**Required work:** An exact copy of the whole listing is required.

Start of Block

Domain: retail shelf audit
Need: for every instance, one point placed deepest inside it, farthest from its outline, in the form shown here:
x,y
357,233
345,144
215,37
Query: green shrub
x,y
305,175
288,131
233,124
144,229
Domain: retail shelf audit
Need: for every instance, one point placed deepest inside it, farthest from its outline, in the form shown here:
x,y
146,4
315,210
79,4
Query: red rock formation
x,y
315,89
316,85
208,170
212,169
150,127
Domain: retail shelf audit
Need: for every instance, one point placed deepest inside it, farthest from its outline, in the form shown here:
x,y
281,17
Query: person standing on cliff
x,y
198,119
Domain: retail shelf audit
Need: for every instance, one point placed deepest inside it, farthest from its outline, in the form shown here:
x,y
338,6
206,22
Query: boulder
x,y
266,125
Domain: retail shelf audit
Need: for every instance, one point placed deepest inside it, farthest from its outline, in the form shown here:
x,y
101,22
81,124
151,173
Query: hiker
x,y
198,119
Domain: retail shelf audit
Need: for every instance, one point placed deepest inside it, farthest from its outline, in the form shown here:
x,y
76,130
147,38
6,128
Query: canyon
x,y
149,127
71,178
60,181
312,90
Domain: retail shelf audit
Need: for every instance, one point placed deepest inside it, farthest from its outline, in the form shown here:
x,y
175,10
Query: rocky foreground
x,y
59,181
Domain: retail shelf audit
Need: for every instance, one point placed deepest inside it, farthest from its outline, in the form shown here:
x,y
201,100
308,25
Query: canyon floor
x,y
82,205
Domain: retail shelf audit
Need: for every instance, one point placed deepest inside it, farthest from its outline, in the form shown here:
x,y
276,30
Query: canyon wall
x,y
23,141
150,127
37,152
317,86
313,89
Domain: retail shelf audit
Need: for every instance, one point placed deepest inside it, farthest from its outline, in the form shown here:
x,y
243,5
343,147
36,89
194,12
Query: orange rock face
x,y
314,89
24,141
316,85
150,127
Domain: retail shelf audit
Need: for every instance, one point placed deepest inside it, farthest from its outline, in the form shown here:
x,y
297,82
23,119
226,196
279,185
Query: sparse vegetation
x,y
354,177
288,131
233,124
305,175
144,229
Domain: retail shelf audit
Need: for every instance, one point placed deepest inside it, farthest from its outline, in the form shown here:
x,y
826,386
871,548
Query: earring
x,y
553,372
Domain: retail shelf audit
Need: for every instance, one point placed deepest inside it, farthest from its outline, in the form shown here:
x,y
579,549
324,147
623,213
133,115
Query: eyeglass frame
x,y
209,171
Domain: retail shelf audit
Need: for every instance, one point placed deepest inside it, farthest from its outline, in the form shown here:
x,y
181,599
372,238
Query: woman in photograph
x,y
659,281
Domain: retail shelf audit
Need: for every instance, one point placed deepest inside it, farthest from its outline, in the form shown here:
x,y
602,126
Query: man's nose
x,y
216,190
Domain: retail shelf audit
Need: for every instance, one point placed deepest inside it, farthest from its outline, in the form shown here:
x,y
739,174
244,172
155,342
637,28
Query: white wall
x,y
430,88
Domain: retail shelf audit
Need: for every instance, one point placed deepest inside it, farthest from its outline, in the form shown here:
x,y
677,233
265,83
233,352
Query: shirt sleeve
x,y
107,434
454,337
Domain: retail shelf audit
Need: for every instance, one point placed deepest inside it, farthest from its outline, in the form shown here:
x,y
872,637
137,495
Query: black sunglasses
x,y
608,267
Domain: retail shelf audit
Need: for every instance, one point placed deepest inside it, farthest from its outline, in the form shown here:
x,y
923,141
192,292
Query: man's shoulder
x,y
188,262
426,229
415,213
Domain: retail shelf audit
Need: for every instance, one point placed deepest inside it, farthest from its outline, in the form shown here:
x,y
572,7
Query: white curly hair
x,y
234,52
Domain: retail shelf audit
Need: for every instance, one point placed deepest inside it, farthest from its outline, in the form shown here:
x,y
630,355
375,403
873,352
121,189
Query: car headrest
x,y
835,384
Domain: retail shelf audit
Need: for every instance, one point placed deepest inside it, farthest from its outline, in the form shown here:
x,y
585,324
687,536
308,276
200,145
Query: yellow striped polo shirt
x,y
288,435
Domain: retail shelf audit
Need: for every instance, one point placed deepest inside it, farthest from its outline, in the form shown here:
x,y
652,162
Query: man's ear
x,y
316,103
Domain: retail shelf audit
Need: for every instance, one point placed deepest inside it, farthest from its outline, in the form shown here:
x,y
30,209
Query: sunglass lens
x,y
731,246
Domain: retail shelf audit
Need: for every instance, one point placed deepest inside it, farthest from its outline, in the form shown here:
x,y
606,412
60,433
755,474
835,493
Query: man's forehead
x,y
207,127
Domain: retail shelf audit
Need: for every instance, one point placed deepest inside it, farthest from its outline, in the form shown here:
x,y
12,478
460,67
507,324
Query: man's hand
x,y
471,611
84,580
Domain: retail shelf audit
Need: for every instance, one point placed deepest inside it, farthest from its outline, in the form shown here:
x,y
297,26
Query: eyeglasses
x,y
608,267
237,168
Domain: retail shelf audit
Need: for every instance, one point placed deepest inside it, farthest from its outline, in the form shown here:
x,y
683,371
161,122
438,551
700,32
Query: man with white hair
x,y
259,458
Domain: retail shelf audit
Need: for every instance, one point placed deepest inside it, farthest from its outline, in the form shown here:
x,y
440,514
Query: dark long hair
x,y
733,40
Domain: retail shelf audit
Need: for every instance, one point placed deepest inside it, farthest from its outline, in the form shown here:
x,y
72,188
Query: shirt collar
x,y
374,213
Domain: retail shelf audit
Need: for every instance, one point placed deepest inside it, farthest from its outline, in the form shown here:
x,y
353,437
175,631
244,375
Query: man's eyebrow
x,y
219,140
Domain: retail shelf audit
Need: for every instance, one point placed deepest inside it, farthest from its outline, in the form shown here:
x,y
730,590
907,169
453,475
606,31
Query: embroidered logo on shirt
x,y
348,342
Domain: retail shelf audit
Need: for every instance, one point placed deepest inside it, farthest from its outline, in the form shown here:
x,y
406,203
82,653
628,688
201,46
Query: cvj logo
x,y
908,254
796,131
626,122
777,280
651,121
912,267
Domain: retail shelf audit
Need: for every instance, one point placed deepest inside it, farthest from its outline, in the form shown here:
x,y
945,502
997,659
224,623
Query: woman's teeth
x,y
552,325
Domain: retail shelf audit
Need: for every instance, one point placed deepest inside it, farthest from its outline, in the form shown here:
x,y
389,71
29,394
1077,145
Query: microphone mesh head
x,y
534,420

End of Block

**Exercise output:**
Domain: retail shelf audit
Need: for every instance, one point placed deepest inside it, farthest from its outline, in the form shown here:
x,y
357,233
345,144
215,37
Query: green shrub
x,y
305,175
288,131
233,124
144,229
Domain: retail shelf audit
Need: for every instance, one point placed deepest inside it, farthest from its outline, in the form shown here:
x,y
146,4
315,210
79,4
Query: red rock formation
x,y
315,89
316,85
208,170
212,169
150,127
Domain: retail shelf audit
Need: for every instance, one point placed deepest inside it, farthest from its outline, in the form shown here:
x,y
281,17
Query: person standing on cliff
x,y
198,119
Domain: retail shelf audit
Need: for every instance, one point placed deepest inside it, farthest from its outline, in the form shown here:
x,y
338,6
206,22
Query: boulder
x,y
266,125
Domain: retail shelf audit
Need: for every instance, one point placed deepest inside it, farthest from its outline, in the form shown here:
x,y
101,22
81,124
151,173
Query: hiker
x,y
198,119
Domain: retail shelf audit
Need: for every instance, one point placed deepest inside it, farthest from its outline, in the form shown here:
x,y
76,130
147,38
6,128
Query: canyon
x,y
149,127
71,178
60,181
312,90
Domain: retail shelf audit
Need: for every instance, one point placed deepest inside it, farthest from its outline, in the form shown here:
x,y
175,10
Query: rocky foreground
x,y
59,181
Domain: retail shelf audit
Need: for every instance, one point placed deepest inside it, farthest from its outline, in the form shown here:
x,y
201,100
308,25
Query: canyon floor
x,y
82,205
Domain: retail shelf audit
Need: for every instance, one point placed deepest inside it, farthest from its outline, in the form shown here:
x,y
276,30
Query: canyon wall
x,y
23,141
150,127
37,152
317,86
313,89
Domain: retail shelf audit
Need: for every instance, one point placed deepest inside it, farthest from its outline, in the form shown here:
x,y
243,5
343,147
36,89
194,12
Query: orange rock face
x,y
314,89
24,141
316,85
150,127
Domain: retail shelf audit
Need: for every instance, one point placed deepest inside it, farthest from its outline, in the form shown here:
x,y
297,82
23,119
226,196
279,185
Query: sparse vegetation
x,y
354,177
288,131
233,124
305,175
144,229
Domain: retail shelf audit
Need: for every instance, one point placed deepest inside it, farthest from its outline, in the form shown here:
x,y
826,386
871,548
Query: earring
x,y
553,372
Domain: retail shelf audit
Need: for every instance, one point placed deepest inside it, farthest from its outline, in the form shown here:
x,y
579,549
324,147
623,213
133,115
Query: eyeglass frame
x,y
209,171
Domain: retail shelf audit
Need: for every instance, one point placed deepest inside it, farthest from its outline, in the form shown here:
x,y
181,599
372,238
Query: woman in photograph
x,y
659,281
Domain: retail shelf audit
Need: for every instance, one point placed deepest inside it, farthest from its outline, in the form shown here:
x,y
602,126
Query: man's nose
x,y
216,190
Domain: retail shelf audit
Need: for every instance, one point placed deepest inside it, farthest from its outline, in the form shown here:
x,y
739,174
244,172
155,342
637,28
Query: white wall
x,y
430,88
Domain: retail shelf audit
Need: for every instance, one point placed deepest inside it, farthest from its outline, in the form shown here:
x,y
677,233
265,83
233,352
Query: shirt sleeve
x,y
107,434
454,337
Domain: retail shelf audit
Need: for every instance, one point placed deepest inside it, farthest from its outline, in the form shown here:
x,y
872,637
137,495
Query: black sunglasses
x,y
608,267
Domain: retail shelf audit
Need: for every instance, one point placed deepest inside it, farthest from its outline, in the form shown here:
x,y
923,141
192,292
Query: man's shoulder
x,y
188,262
426,229
415,213
Domain: retail shelf audit
Need: for every instance, one point placed deepest inside it, farthest from its outline, in the form shown here:
x,y
572,7
Query: white curly hair
x,y
234,52
Domain: retail shelf audit
Need: for every instance, one point placed deepest inside it, farthest from its outline, in the form shown here:
x,y
630,355
375,403
873,352
121,189
Query: car headrest
x,y
835,384
Domain: retail shelf audit
Need: for every instance, one point placed deepest inside it, farthest from its outline, in the form shown here:
x,y
585,324
687,536
308,276
200,145
Query: yellow striped polo shirt
x,y
288,435
Domain: retail shelf audit
Need: for every instance, one point placed deepest inside it, farthest from its outline, in the form shown here:
x,y
652,162
Query: man's ear
x,y
316,103
Domain: retail shelf audit
Need: for every instance, one point placed deepest inside it, farthest from its outline, in the form shown here:
x,y
30,209
Query: sunglass lens
x,y
731,246
Domain: retail shelf audit
Need: for every instance, one point placed deepest inside it, farthest from its outline, in the form shown here:
x,y
606,412
60,433
755,474
835,493
Query: man's forehead
x,y
207,127
Domain: retail shelf audit
Need: for every instance, one point placed deepest inside it, farthest from its outline, in the form shown here:
x,y
12,478
460,67
507,324
Query: man's hand
x,y
471,611
84,580
Domain: retail shelf audit
Need: for every instance, one point placed deepest inside it, farthest from its outline, in the form shown here:
x,y
297,26
Query: eyeglasses
x,y
608,267
237,168
Domain: retail shelf audit
Need: for every instance, one point placed deepest inside it, farthest from its outline, in the form shown here:
x,y
683,371
161,122
438,551
700,32
Query: man with white hair
x,y
259,458
Domain: retail shelf audit
Need: for every instance, one point placed deepest inside it, farthest from its outline, in the form shown here:
x,y
440,514
Query: dark long hair
x,y
733,40
Domain: retail shelf audit
Need: for every instance, one point placed deepest inside it, farthest from its outline, in the form shown here:
x,y
72,188
Query: shirt collar
x,y
374,213
Domain: retail shelf audit
Need: for every instance, one point placed deepest inside it, farthest from its outline, in the form shown here:
x,y
353,437
175,631
244,375
Query: man's eyebrow
x,y
219,140
Domain: retail shelf audit
Need: for every instance, one point placed deepest inside it, farthest from its outline, in the form shown here:
x,y
730,590
907,169
453,475
606,31
Query: embroidered logo on shirt
x,y
348,342
Domain: retail shelf audit
Need: for every instance, one point placed deepest inside it, farthest from its outline, in the form shown here:
x,y
406,203
82,653
628,688
201,46
Query: cvj logo
x,y
908,254
796,131
626,122
777,280
651,121
912,267
Domain: retail shelf audit
Need: for every instance, one point placed deepest inside it, farthest from its outline, in the form shown here:
x,y
945,502
997,659
224,623
Query: woman's teeth
x,y
552,325
Domain: retail shelf audit
Need: for every instance, one point placed deepest inside it, farthest from its outline, in the form shown here:
x,y
389,71
29,394
1077,145
Query: microphone mesh head
x,y
534,420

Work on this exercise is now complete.